→ SOURCE DATA
= = = =
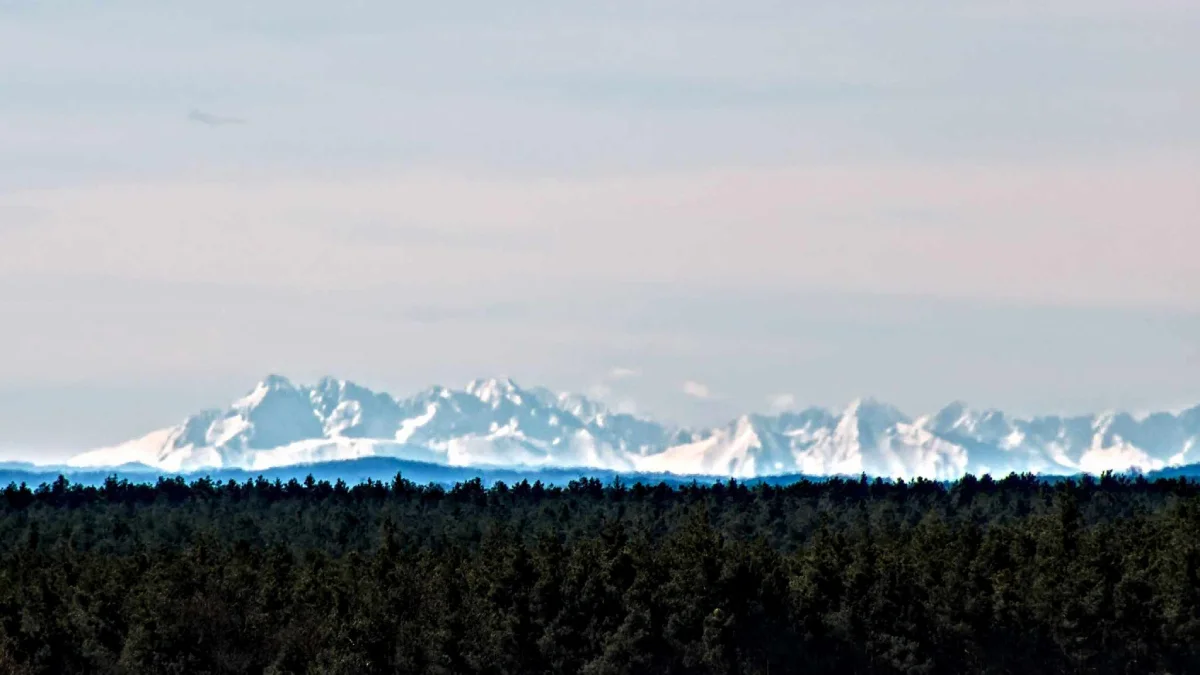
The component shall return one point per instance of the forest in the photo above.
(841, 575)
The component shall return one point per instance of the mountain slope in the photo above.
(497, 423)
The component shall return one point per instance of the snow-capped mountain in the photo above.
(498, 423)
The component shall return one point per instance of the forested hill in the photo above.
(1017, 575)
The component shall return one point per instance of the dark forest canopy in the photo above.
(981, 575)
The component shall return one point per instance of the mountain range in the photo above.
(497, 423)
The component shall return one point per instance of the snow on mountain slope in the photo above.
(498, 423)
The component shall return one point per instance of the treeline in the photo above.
= = = =
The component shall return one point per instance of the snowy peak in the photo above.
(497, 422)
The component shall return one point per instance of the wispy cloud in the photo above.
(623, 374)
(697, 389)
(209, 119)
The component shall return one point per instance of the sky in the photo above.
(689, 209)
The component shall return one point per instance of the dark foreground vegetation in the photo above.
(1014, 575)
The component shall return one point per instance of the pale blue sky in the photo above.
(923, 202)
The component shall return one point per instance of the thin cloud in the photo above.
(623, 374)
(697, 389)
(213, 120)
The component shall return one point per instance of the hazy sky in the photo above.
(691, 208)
= = = =
→ DIRECTIONS FOR THIS TASK
Print the entries from the line containing "forest in the photo above." through the line containing "treeline in the photo above.", both included, reproducing each line exactly.

→ RESPONSE BELOW
The component shall return one point per instance of the forest in the photo above.
(841, 575)
The component shall return one point per instance of the mountain slope in the photo above.
(497, 423)
The component shall return one point per instance of the snow-capped mountain in the photo above.
(498, 423)
The component shall return one point per instance of the forested hill in the photo above.
(1017, 575)
The component shall return one point per instance of the dark forest canopy in the photo above.
(981, 575)
The component shall return one point per instance of the mountain range in the photo above.
(497, 423)
The component shall return one point per instance of the snow on mountain slope in the photo above.
(498, 423)
The component shall return one point per instance of the treeline in the photo above.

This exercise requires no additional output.